- [Given exercise] Filter the lines below, keeping each one that contains the string "pith"; letter case must match.
-- START OF Data extract --
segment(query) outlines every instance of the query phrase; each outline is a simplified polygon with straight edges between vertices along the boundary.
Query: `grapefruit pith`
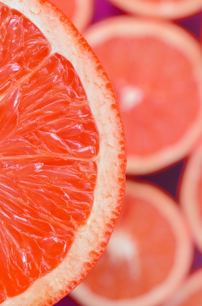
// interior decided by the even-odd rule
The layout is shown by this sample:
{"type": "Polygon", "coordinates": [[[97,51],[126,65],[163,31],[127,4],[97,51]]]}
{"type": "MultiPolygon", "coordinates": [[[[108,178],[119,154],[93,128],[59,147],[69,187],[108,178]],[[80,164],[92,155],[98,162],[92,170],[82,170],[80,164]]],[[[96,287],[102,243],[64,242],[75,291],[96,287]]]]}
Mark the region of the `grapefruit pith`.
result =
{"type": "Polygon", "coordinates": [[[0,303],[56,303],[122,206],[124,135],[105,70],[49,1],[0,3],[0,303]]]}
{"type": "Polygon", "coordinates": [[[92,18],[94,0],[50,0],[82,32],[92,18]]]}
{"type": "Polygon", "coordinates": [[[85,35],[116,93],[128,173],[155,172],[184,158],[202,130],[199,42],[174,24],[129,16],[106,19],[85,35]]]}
-- END OF Data extract --
-- START OF Data extract --
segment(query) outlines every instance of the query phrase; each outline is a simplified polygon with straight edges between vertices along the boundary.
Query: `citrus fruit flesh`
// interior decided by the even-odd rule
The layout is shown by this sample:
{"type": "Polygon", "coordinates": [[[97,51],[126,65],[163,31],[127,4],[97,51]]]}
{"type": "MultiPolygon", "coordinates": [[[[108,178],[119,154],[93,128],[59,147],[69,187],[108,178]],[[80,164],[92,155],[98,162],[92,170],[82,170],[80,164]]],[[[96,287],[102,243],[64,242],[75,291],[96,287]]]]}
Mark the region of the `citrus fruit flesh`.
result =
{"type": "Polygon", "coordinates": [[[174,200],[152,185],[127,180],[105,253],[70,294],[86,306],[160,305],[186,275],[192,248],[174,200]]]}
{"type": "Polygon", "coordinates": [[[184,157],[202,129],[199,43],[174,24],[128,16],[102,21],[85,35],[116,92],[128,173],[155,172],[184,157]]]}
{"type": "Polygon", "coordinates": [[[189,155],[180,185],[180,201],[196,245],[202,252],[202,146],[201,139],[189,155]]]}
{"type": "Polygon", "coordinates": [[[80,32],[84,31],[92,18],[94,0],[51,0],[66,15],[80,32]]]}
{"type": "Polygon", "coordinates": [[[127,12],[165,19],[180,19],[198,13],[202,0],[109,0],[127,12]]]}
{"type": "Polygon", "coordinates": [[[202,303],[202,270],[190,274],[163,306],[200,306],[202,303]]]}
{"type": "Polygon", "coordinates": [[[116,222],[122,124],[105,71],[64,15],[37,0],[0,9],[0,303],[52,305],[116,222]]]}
-- END OF Data extract --
- [Solution for this task]
Query: `grapefruit pith`
Mark the region of the `grapefruit pith`.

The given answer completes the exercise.